* Task brief:
Rewrite every line of the records below, requests included, multiplying each coordinate in the answer points by 0.5 and rounding the result to a whole number, with halves rounded up.

* Data extract:
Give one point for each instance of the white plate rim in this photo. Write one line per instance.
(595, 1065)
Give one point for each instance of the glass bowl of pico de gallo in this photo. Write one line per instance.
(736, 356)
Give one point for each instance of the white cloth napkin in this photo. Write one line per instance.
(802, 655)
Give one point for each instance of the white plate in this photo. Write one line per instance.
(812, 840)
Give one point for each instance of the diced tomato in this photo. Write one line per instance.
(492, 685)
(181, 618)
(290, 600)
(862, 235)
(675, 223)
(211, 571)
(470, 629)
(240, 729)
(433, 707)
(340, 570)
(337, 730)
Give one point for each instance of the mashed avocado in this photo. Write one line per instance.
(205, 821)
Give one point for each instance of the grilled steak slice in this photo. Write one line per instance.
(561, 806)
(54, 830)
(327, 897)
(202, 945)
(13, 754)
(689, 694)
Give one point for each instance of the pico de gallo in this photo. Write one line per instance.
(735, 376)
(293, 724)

* Result of the exercise:
Give one point for each instance of the white plate rim in this photo. Write one line per instance.
(298, 533)
Give one point for each instance of the glass bowl of pico de gallo in this photo. Write one line per instance.
(368, 178)
Give one point for each instance of the white cloth napkin in this photo. Write one line per instance.
(401, 328)
Give one point for each instance of the white plate in this photo. Write one line per instance.
(406, 420)
Give one point for each instance of the diced tomato in this photo. Write one line per instance.
(246, 343)
(91, 309)
(145, 300)
(431, 118)
(338, 112)
(106, 286)
(235, 315)
(120, 365)
(217, 354)
(170, 285)
(169, 365)
Give one point for each instance of the mashed avocado in this photo. Write one line per instance.
(103, 411)
Give one point for each instance of the grilled steak slice in this photo. Write one line per instance.
(281, 403)
(27, 415)
(164, 449)
(101, 473)
(7, 377)
(345, 347)
Give one point for each instance of the pico de gallo in this photo. Write one line per instance.
(368, 188)
(147, 362)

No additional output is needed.